▶ **Aim of the exercise**
Collect each line of the data below that contains the string "sail", treating uppercase and lowercase letters as different.

[Excerpt from a dataset]

+ + +

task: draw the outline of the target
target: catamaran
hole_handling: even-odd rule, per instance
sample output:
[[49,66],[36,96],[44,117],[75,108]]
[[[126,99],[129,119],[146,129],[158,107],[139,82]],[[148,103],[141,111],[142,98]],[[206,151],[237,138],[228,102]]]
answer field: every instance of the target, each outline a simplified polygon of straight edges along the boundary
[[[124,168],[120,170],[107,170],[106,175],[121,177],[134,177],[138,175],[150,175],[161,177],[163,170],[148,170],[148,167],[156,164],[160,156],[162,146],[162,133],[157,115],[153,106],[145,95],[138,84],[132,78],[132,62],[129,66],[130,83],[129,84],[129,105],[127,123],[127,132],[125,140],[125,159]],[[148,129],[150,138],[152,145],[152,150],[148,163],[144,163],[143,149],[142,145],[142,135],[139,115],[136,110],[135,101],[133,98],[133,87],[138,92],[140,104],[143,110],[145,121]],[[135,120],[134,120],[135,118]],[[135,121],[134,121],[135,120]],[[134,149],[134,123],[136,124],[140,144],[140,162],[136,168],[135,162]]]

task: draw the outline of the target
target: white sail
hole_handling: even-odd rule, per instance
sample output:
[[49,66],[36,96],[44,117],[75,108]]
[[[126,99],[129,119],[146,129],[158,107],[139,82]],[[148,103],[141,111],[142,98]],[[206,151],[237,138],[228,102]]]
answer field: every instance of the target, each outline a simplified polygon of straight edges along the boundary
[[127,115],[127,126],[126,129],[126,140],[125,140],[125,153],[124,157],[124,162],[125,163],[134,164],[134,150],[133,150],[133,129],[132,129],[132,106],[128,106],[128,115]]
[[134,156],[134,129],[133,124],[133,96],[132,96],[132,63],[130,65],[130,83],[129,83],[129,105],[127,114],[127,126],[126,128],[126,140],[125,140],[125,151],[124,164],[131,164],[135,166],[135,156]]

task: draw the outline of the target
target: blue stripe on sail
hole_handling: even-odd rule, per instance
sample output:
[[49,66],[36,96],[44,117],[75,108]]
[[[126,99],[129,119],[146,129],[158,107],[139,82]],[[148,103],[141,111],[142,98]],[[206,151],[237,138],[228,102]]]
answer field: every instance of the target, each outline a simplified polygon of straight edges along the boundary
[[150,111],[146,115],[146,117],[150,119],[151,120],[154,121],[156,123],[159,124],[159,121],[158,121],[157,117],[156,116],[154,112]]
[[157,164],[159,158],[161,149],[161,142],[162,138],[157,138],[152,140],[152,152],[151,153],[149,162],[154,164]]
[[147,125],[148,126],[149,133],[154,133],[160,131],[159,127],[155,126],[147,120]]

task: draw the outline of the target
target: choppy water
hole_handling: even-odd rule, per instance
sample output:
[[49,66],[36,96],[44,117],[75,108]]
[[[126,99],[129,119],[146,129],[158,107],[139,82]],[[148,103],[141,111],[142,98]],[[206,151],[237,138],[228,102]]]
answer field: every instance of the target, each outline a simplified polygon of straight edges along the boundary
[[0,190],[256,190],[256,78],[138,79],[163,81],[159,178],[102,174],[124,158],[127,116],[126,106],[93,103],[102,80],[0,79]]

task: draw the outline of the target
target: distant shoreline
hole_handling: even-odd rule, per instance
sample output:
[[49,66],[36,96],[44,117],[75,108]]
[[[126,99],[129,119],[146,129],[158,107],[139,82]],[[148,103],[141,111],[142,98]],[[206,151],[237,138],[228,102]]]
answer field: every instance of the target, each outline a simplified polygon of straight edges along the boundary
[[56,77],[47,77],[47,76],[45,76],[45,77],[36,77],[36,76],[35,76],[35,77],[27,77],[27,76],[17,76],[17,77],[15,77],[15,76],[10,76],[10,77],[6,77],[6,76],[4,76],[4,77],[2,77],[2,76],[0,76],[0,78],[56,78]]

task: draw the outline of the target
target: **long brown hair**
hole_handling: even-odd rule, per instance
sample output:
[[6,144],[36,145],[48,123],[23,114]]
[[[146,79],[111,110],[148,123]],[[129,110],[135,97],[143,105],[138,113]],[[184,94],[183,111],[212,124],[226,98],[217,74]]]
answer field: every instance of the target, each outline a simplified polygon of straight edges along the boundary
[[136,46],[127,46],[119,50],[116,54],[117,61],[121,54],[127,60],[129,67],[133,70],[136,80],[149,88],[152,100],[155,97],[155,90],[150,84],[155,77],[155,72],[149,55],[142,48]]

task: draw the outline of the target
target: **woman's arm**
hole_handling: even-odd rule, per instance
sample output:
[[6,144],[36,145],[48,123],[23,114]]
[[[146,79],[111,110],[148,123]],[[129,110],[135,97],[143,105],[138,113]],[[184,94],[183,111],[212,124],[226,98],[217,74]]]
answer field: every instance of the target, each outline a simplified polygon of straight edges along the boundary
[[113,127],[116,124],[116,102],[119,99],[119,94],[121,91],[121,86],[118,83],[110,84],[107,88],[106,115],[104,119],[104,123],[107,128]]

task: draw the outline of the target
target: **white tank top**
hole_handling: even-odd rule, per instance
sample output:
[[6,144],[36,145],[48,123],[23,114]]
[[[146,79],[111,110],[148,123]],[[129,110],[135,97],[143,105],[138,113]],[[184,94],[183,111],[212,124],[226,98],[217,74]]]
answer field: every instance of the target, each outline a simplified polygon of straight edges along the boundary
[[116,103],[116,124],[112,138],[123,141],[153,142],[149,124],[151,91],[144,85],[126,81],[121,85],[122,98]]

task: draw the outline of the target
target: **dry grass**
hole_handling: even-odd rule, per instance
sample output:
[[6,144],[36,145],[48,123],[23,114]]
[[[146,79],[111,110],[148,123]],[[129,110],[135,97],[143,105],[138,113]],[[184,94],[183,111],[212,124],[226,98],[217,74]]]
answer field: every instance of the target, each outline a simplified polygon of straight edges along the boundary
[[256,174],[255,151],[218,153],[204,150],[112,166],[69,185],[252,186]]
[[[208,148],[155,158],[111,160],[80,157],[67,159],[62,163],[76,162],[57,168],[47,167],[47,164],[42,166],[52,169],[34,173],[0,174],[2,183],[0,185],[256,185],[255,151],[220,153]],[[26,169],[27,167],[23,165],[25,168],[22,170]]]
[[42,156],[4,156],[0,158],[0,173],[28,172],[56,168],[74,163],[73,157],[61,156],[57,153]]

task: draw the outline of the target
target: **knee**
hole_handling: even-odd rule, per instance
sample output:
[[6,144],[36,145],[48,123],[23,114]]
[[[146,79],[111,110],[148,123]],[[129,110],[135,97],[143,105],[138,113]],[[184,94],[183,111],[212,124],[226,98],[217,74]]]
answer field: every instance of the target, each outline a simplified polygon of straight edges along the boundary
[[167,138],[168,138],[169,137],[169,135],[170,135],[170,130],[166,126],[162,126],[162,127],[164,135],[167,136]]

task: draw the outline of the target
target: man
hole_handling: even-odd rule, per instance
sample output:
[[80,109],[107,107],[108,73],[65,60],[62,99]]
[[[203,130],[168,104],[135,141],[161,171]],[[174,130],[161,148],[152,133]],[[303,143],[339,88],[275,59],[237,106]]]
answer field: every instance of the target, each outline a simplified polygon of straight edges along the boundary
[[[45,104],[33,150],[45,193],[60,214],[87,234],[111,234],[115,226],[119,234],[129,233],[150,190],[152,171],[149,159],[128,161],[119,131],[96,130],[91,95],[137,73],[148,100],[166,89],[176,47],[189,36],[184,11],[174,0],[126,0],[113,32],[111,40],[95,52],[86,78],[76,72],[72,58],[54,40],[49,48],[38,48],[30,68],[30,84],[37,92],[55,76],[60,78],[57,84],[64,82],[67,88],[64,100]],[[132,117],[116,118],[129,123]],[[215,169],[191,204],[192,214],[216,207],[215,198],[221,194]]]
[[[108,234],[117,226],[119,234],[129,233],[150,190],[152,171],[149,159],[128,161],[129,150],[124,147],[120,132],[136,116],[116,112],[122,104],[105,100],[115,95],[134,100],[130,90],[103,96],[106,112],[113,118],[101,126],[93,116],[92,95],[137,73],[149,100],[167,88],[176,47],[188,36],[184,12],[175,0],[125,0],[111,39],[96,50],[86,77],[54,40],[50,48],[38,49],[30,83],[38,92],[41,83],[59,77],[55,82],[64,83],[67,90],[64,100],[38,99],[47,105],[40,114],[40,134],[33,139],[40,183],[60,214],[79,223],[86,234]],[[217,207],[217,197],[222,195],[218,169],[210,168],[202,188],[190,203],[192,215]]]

+ + +

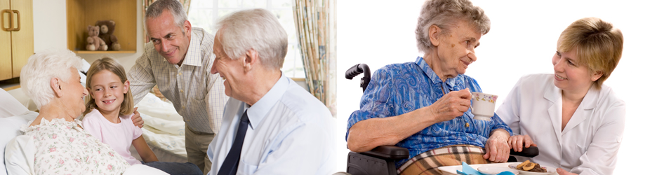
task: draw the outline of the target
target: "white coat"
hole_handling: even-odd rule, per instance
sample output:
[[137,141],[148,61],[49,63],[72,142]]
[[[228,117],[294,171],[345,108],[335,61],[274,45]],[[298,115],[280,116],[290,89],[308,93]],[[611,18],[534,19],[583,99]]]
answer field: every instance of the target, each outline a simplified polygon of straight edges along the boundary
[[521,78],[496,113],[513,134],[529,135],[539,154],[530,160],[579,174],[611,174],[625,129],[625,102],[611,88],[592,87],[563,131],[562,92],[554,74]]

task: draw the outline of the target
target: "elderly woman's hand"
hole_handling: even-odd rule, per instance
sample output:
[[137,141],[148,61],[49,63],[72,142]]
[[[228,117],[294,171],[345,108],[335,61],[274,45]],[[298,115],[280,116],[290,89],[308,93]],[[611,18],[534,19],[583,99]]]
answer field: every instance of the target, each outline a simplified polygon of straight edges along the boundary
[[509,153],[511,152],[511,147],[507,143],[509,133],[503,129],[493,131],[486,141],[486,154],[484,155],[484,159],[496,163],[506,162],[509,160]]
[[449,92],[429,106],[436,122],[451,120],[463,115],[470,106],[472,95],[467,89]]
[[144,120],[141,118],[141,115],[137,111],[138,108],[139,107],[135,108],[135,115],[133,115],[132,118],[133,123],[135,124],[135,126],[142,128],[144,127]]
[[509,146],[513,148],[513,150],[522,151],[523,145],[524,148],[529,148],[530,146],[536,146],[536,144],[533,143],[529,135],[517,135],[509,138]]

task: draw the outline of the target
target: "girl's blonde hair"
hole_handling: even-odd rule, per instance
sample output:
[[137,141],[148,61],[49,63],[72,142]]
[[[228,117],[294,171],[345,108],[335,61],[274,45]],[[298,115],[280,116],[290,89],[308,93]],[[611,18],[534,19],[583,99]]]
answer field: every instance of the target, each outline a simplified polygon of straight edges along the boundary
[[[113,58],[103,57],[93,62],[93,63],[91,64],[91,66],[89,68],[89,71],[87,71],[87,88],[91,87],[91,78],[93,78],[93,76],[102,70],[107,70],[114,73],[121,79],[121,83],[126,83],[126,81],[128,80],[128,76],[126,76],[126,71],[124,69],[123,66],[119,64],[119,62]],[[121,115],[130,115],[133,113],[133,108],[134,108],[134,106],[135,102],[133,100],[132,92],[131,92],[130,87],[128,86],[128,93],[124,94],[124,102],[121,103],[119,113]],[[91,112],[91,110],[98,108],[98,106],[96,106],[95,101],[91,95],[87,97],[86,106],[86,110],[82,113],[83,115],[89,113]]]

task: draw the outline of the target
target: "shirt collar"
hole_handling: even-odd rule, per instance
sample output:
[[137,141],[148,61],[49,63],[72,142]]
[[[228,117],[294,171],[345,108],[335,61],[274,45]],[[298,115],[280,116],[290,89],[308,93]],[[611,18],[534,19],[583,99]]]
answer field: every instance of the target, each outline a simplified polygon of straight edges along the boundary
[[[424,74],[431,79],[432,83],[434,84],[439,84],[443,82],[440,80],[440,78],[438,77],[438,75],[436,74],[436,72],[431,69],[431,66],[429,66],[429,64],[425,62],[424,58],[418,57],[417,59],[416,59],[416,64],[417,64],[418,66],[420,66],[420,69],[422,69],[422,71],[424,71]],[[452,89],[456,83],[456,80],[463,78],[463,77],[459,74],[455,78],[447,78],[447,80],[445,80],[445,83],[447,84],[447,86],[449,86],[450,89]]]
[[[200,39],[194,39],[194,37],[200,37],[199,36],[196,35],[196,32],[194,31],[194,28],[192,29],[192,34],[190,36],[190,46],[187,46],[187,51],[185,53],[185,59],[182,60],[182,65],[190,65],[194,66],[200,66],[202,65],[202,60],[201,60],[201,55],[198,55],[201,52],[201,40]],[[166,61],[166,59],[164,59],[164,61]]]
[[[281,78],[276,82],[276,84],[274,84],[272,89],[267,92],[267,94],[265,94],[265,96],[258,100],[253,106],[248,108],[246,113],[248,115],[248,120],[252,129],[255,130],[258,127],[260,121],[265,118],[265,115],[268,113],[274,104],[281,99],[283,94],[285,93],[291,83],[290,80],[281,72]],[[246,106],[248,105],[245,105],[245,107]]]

+ + +

▶ **Expected answer**
target: white sail
target: blue stripe on sail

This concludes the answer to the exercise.